* begin DATA SUPPLIED *

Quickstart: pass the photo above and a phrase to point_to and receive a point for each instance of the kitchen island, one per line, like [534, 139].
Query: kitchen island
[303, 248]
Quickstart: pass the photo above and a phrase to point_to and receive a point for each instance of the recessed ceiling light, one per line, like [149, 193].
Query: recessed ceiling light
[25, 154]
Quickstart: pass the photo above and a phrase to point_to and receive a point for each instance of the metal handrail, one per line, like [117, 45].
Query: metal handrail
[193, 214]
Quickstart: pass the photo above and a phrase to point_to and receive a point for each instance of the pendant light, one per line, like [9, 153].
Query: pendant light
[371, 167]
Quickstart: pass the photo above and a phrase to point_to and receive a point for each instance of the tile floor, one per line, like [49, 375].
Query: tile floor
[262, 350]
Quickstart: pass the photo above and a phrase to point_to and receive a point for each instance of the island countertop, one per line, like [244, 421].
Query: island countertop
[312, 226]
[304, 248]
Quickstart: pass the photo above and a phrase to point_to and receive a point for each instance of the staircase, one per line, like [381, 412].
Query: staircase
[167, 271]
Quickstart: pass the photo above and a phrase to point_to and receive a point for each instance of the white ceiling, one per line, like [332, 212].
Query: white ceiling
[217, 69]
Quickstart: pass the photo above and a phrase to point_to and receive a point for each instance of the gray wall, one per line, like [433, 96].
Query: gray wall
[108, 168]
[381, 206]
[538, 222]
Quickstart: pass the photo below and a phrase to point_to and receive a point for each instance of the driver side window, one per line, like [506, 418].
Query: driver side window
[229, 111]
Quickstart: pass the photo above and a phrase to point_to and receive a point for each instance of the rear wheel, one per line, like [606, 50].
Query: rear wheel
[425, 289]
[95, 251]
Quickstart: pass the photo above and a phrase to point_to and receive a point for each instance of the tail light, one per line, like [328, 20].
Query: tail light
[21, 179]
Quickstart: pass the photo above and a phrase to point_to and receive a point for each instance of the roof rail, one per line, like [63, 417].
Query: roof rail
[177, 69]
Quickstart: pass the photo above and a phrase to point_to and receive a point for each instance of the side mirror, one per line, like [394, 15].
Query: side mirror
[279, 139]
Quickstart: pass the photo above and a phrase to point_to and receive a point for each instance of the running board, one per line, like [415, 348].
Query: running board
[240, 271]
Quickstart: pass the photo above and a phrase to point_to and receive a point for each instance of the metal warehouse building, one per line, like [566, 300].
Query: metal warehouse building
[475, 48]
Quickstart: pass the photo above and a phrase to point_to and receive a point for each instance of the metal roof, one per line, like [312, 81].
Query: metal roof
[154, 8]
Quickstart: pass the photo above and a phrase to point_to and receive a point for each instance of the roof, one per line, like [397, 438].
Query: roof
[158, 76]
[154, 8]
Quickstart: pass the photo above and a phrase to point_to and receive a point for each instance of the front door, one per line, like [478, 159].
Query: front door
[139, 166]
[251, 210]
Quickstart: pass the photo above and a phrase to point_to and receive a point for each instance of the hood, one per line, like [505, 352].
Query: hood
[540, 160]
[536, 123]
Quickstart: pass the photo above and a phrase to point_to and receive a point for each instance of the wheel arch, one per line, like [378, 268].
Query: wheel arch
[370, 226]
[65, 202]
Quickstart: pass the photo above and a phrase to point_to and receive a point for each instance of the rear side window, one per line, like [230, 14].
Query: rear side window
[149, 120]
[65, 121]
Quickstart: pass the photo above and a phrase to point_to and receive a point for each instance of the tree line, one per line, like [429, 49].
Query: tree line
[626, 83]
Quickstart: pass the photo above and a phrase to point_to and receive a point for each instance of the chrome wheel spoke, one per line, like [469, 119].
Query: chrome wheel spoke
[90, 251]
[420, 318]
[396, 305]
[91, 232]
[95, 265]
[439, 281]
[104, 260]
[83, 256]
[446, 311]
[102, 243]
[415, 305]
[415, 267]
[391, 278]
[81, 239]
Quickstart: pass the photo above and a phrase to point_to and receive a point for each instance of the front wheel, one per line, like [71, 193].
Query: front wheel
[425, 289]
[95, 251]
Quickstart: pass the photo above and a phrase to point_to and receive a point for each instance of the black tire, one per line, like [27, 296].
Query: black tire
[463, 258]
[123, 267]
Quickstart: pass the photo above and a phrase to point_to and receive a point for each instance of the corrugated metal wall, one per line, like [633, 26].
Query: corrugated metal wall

* end DATA SUPPLIED *

Please rename "point_to" to "find_points" everywhere in the items above. Keep every other part of the lines unchanged.

Quickstart: pass the photo above and a phrase to find_points and receive a point for each instance of the kitchen island, one per line, like [534, 139].
Query: kitchen island
[303, 248]
Quickstart: pass the photo above and a phrase to find_points and receive a point for each instance of the recessed ceiling light, one per line, like [149, 193].
Query: recessed ceiling light
[25, 154]
Quickstart: pass the photo above and a phrase to find_points and receive a point for each instance of the metal handrail, one per line, like [117, 45].
Query: metal handrail
[193, 214]
Quickstart: pass the photo above and a phrase to find_points and receive a point for each instance of the pendant light, one per line, like [9, 153].
Query: pendant light
[371, 167]
Quickstart: pass the photo above and a phrase to find_points and receive a point for each instance of the tile floor, one per line, like [49, 375].
Query: tile floor
[262, 350]
Quickstart: pass the photo above and a phrase to find_points and receive a point for each instance of the island countertop, one per line, like [244, 421].
Query: island countertop
[312, 226]
[304, 248]
Quickstart: pass the photo above and a phrase to find_points and receive a point for each instance of the staircase, one per line, like [381, 412].
Query: staircase
[167, 271]
Quickstart: pass the photo above and a phrase to find_points and receive a point for each instance of the white ceiling, one per line, like [332, 212].
Query: white ceiling
[217, 69]
Quickstart: pass the photo above and a phrase to find_points and receive a point for each instance of the gray wall, one per line, like [433, 96].
Query: gray wall
[108, 168]
[381, 206]
[538, 222]
Quickstart: pass the photo below and a phrase to find_points and receive a point for each instance of the driver side window, one per line, like [506, 418].
Query: driver side window
[229, 111]
Quickstart: pass the photo above and a phrase to find_points and receive a point for each instance of the rear wheel, one per line, like [606, 50].
Query: rear wheel
[425, 289]
[95, 251]
Quickstart: pass the photo above and a phrase to find_points and receive a point for each instance of the tail light, one per line, like [328, 20].
Query: tail light
[21, 179]
Quickstart: pass the photo above and a phrase to find_points and receive a point for each instance of the roof rail, one per line, like [63, 417].
Query: roof rail
[177, 69]
Quickstart: pass the photo above and a phrase to find_points and receive a point for each instance of the side mirror, one per line, like [394, 15].
Query: side mirror
[279, 139]
Quickstart: pass the photo above and a phrase to find_points and receive a point for each instance of the running board, one per line, like [415, 348].
Query: running board
[240, 271]
Quickstart: pass the photo above and a phrase to find_points and receive a point for each instance of the metal warehouse building, one per line, like [566, 300].
Query: metal warehouse building
[475, 48]
Quickstart: pass the photo above and a phrase to find_points and receive a point for each instance of the metal roof, one per line, like [312, 81].
Query: metal roof
[154, 8]
Quickstart: pass the photo above and a phrase to find_points and receive a point for each instance of the roof, one per line, like [397, 438].
Query: roof
[158, 76]
[154, 8]
Quickstart: pass the photo above and a phrase to find_points and receive a point for each instance of the front door, one per line, like [478, 159].
Query: front door
[139, 166]
[251, 210]
Quickstart: pass the photo above and a phrase to find_points and receive a point for each instance of the hood, one per line, like [505, 352].
Query: hood
[540, 160]
[536, 123]
Quickstart: pass the photo above and a phrase to find_points and receive a point for each instance of the wheel arch, one per line, like [378, 268].
Query: wheel arch
[370, 226]
[65, 202]
Quickstart: pass the photo above and a phrase to find_points and receive a point for each instance of the rear side window, one per line, like [230, 14].
Query: rear side window
[149, 120]
[65, 121]
Quickstart: pass the photo above and a phrase to find_points and receive a point for each instance of the tree line, one per line, like [429, 49].
Query: tree line
[626, 83]
Quickstart: pass the photo above and a phrase to find_points and receive a point for each instance of the chrome wheel spoke, one per line, like [469, 119].
Query: chrome wheel spoke
[90, 251]
[420, 318]
[396, 305]
[91, 232]
[95, 265]
[439, 281]
[104, 260]
[83, 256]
[446, 311]
[102, 243]
[415, 305]
[415, 267]
[391, 278]
[81, 239]
Quickstart: pass the photo above and a phrase to find_points and receive a point for each instance of the front wheel, one per line, like [71, 193].
Query: front wheel
[425, 289]
[95, 251]
Quickstart: pass the photo above and a phrase to find_points and receive a point for each instance of the black tire, one per line, like [27, 296].
Query: black tire
[463, 258]
[123, 267]
Quickstart: pass the photo above and a phrase to find_points and receive a point for each instance of the corrugated metal wall, one per line, like [633, 26].
Query: corrugated metal wall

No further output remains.